▶ [PROBLEM DETAILS]
Retype the lines of the records below verbatim, starting with the line containing "For every instance of the front door, drop" and continuing through the line containing "pixel 855 277".

## BEGIN INPUT RECORDS

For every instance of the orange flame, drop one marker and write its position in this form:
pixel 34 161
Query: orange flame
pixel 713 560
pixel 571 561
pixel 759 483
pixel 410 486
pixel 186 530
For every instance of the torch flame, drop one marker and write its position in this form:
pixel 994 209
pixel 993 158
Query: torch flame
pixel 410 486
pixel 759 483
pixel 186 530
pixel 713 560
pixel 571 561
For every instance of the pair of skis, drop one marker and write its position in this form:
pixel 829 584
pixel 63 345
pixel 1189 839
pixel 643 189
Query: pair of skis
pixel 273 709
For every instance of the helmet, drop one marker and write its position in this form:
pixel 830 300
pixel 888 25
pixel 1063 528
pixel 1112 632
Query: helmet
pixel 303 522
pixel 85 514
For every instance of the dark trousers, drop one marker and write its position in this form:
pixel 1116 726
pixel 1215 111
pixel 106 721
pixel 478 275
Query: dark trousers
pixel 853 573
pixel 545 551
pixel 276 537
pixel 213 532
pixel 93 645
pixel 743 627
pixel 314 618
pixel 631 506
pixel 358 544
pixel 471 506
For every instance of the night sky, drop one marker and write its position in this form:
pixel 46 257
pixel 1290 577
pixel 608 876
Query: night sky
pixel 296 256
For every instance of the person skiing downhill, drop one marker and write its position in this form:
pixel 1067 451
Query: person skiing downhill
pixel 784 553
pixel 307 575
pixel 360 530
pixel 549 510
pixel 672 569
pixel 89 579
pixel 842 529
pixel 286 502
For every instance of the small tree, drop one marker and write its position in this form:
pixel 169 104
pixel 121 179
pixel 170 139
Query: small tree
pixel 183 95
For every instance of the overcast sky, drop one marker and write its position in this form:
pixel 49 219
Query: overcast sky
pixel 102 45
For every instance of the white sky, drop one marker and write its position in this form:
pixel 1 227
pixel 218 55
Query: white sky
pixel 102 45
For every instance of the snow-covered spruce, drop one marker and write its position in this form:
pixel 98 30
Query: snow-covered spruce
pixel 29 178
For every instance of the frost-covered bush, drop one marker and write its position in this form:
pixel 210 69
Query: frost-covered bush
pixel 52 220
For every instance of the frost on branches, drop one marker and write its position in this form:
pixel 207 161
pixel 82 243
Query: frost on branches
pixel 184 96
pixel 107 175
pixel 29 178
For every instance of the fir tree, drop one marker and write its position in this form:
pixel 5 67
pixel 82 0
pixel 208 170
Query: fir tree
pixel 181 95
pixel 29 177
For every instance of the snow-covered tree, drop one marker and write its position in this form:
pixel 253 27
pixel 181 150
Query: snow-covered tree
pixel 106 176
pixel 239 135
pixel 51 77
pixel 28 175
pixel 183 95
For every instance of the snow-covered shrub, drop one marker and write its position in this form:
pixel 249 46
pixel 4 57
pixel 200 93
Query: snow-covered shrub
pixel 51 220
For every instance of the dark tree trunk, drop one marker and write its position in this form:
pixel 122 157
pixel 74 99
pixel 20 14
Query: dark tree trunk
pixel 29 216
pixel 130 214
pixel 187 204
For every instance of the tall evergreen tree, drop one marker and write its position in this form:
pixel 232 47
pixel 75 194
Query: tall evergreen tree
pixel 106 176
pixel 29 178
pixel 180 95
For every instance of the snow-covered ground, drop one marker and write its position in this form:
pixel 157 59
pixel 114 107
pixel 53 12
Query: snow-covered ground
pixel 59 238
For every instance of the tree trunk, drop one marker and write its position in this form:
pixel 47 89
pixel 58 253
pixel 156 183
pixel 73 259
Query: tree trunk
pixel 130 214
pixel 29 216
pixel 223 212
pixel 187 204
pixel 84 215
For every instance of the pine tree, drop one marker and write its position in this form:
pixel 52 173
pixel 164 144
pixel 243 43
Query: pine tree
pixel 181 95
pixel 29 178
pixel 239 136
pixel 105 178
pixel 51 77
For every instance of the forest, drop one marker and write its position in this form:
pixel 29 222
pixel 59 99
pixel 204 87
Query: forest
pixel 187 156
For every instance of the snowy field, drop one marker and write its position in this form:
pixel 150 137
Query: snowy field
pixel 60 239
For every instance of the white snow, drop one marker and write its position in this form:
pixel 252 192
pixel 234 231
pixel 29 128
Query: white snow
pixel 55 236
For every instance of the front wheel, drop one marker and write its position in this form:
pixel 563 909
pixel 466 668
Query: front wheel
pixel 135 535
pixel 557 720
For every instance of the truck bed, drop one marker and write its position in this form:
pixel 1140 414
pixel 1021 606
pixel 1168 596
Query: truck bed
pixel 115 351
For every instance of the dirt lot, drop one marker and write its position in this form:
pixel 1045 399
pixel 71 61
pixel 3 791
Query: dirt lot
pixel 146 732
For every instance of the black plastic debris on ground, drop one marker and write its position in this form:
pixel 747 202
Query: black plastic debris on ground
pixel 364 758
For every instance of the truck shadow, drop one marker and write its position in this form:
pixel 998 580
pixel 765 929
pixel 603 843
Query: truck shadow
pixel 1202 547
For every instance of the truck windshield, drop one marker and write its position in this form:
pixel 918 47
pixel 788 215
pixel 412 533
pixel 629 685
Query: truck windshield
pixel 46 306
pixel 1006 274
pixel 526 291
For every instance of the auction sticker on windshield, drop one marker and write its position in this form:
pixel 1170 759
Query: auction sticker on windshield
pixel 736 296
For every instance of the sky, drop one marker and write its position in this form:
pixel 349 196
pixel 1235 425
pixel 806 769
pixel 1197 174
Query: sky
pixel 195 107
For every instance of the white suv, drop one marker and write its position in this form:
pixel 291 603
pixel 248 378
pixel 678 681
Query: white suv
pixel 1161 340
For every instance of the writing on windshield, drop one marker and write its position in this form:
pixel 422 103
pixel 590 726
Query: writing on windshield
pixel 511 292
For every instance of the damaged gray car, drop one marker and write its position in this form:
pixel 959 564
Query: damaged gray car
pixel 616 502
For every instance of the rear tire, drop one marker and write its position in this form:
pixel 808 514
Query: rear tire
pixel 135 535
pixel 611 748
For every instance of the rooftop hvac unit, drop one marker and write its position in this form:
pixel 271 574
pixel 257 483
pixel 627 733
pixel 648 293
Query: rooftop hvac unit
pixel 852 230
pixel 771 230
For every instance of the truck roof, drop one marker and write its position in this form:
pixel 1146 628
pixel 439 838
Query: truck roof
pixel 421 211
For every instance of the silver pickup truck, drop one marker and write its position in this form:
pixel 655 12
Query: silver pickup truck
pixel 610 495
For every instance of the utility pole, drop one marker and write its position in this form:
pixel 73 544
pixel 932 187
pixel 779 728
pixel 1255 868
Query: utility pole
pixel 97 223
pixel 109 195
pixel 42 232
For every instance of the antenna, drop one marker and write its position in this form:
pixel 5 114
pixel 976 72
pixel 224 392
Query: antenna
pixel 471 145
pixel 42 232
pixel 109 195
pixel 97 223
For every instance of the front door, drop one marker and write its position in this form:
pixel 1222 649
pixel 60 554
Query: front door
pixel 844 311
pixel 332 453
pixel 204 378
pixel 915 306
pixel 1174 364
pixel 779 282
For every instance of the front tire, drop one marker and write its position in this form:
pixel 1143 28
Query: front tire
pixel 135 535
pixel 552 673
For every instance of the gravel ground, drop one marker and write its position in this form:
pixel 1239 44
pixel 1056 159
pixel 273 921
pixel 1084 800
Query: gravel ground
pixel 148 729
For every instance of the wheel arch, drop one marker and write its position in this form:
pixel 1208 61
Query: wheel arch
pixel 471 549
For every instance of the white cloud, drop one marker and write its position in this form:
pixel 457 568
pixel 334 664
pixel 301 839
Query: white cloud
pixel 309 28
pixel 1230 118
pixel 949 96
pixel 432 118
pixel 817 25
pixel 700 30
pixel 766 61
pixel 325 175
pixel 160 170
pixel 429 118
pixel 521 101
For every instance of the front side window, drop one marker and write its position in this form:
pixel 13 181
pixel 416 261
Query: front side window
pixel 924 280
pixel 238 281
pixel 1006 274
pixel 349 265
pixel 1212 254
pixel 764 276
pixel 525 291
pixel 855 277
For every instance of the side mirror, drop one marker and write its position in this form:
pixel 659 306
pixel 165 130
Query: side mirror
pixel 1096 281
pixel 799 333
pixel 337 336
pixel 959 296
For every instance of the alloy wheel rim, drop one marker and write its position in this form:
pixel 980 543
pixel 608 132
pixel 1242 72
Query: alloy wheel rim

## END INPUT RECORDS

▶ [COMPLETE RESPONSE]
For every instance of the front door, drop one marker and write its position in this form:
pixel 1222 649
pixel 60 554
Query: front door
pixel 844 311
pixel 332 453
pixel 204 378
pixel 915 306
pixel 1174 364
pixel 779 282
For every instance of the front tire, drop one marker and write its position in this form:
pixel 1143 28
Query: front tire
pixel 135 535
pixel 552 673
For every instance of the gravel ground, drop one marker and write its position in this form:
pixel 1239 44
pixel 1056 159
pixel 273 921
pixel 1084 800
Query: gravel ground
pixel 148 729
For every instance of the wheel arch, drop one marker and write its position in this form:
pixel 1208 61
Query: wheel arch
pixel 471 549
For every instance of the white cloud, drop one marker and write its position in this form:
pixel 457 568
pixel 334 664
pixel 301 839
Query: white cloud
pixel 309 28
pixel 1230 118
pixel 949 96
pixel 432 118
pixel 817 25
pixel 700 30
pixel 766 61
pixel 325 175
pixel 160 170
pixel 429 118
pixel 521 101
For every instance of the front side window, drop one marker and write its position in this form:
pixel 13 181
pixel 416 261
Query: front side window
pixel 924 280
pixel 238 281
pixel 1006 274
pixel 349 265
pixel 1212 254
pixel 764 276
pixel 525 291
pixel 855 277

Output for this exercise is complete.